● **THE PROBLEM**: Tally the lines in the material below that contain the string "Find", treating uppercase and lowercase as different. Reply with the number alone.

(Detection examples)
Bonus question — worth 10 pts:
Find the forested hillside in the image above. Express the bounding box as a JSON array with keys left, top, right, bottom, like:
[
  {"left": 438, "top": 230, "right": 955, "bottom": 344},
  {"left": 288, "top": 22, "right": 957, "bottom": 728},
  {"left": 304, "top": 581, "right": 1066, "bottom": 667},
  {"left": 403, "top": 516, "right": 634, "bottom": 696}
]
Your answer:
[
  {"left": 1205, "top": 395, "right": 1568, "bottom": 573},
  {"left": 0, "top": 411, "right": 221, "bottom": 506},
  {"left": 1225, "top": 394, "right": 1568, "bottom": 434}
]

==

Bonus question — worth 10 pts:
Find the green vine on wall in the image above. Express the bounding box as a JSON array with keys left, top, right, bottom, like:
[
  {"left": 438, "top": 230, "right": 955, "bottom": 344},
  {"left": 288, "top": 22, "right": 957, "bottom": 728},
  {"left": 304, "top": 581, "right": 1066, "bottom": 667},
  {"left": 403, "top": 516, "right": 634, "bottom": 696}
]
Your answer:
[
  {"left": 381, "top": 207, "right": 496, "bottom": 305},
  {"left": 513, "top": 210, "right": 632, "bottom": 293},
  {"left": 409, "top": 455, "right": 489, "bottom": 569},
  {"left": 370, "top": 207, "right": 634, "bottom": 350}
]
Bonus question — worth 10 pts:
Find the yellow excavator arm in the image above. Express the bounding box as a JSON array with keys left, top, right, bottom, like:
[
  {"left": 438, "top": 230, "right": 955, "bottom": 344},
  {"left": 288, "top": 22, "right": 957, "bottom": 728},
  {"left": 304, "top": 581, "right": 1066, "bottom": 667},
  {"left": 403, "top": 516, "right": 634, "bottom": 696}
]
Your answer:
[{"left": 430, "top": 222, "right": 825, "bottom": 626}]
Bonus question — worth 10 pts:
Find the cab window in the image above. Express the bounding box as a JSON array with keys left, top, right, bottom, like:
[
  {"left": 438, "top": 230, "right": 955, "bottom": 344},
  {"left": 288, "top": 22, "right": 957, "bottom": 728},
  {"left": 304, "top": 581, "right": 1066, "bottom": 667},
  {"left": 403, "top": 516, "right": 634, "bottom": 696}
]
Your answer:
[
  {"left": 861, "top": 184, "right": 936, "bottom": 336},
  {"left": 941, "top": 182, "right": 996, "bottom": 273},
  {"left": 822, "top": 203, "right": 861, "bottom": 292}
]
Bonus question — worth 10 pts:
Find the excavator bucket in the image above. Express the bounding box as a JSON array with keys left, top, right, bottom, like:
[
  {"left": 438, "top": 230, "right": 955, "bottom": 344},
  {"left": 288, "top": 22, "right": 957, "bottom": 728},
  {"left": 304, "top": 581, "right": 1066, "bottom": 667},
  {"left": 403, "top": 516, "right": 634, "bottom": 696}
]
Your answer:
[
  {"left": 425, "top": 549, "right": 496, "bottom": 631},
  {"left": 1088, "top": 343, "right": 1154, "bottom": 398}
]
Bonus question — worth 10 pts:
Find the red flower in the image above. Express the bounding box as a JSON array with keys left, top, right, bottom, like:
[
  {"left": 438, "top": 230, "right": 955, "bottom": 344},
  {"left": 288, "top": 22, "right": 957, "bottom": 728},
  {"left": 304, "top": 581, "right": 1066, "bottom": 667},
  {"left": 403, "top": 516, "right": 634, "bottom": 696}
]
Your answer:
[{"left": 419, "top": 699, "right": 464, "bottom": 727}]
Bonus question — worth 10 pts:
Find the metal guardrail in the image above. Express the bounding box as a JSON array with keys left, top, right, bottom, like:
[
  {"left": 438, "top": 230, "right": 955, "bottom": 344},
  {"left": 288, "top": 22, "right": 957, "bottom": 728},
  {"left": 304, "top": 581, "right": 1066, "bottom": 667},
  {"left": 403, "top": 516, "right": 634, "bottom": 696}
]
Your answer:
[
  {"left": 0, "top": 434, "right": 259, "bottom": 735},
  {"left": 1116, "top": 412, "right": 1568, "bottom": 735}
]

● **SOLUTION TO THE PROBLEM**: 7